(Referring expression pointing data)

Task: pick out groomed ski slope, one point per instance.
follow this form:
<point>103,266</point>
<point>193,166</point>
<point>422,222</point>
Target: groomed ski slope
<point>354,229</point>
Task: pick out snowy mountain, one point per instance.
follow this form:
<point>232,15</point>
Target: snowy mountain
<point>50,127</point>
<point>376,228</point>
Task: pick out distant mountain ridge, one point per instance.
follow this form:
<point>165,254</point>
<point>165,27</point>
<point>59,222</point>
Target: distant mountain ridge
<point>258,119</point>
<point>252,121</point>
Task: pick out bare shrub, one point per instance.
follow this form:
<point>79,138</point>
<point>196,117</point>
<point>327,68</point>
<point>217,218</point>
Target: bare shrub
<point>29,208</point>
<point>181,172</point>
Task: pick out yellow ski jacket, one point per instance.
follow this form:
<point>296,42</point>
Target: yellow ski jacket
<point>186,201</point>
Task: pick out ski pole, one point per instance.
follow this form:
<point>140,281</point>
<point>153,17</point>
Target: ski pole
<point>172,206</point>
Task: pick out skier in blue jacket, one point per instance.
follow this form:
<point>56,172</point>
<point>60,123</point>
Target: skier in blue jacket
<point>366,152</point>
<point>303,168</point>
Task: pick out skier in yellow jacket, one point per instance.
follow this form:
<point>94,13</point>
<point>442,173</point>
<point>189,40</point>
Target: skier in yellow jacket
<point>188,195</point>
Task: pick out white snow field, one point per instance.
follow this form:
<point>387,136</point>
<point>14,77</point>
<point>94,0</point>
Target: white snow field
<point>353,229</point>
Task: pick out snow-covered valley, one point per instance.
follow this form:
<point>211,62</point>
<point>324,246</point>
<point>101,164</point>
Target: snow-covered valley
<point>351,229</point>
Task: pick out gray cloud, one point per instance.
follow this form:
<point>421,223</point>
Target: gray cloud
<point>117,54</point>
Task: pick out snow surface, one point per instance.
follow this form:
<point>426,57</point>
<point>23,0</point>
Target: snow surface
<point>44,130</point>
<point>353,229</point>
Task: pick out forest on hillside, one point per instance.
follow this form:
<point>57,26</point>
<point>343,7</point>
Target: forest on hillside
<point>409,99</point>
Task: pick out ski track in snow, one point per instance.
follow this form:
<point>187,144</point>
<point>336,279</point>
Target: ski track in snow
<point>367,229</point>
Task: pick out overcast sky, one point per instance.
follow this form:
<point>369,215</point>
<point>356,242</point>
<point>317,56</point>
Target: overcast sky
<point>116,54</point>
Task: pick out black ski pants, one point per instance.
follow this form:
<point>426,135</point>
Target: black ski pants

• Requirement: Restate verbatim all lines from the start of the data through the line containing "<point>421,223</point>", with both ends kept.

• Exercise response:
Task: pick out groomed ski slope, one point per instance.
follow this form:
<point>103,266</point>
<point>193,166</point>
<point>422,222</point>
Target: groomed ski slope
<point>354,229</point>
Task: pick out snowy mountain, one point per instance.
follow this form:
<point>232,15</point>
Target: snowy mountain
<point>50,127</point>
<point>376,228</point>
Task: pick out distant mountain ridge, one point per instance.
follow this form:
<point>165,254</point>
<point>165,27</point>
<point>59,222</point>
Target: distant mountain ridge
<point>258,119</point>
<point>252,121</point>
Task: pick out bare shrub, one point per instance.
follow this form:
<point>79,138</point>
<point>196,117</point>
<point>327,68</point>
<point>217,218</point>
Target: bare shrub
<point>29,208</point>
<point>181,172</point>
Task: pick out yellow ski jacket, one point per instance.
follow this form:
<point>296,42</point>
Target: yellow ski jacket
<point>186,201</point>
Task: pick out ski pole, one point per instance.
follow this form:
<point>140,281</point>
<point>153,17</point>
Target: ski pole
<point>172,206</point>
Task: pick out skier in blue jacket, one point per instance.
follow this form:
<point>56,172</point>
<point>60,123</point>
Target: skier in blue jacket
<point>366,152</point>
<point>303,168</point>
Task: pick out skier in yellow jacket, one point per instance.
follow this form:
<point>94,13</point>
<point>442,173</point>
<point>189,40</point>
Target: skier in yellow jacket
<point>188,195</point>
Task: pick out white snow field, one point per instance.
follow this form:
<point>387,136</point>
<point>14,77</point>
<point>94,0</point>
Target: white snow field
<point>353,229</point>
Task: pick out snow-covered valley, one point per instance.
follow this form:
<point>211,62</point>
<point>324,246</point>
<point>101,164</point>
Target: snow-covered valley
<point>351,229</point>
Task: pick out gray cloud, one point per instance.
follow this form:
<point>421,223</point>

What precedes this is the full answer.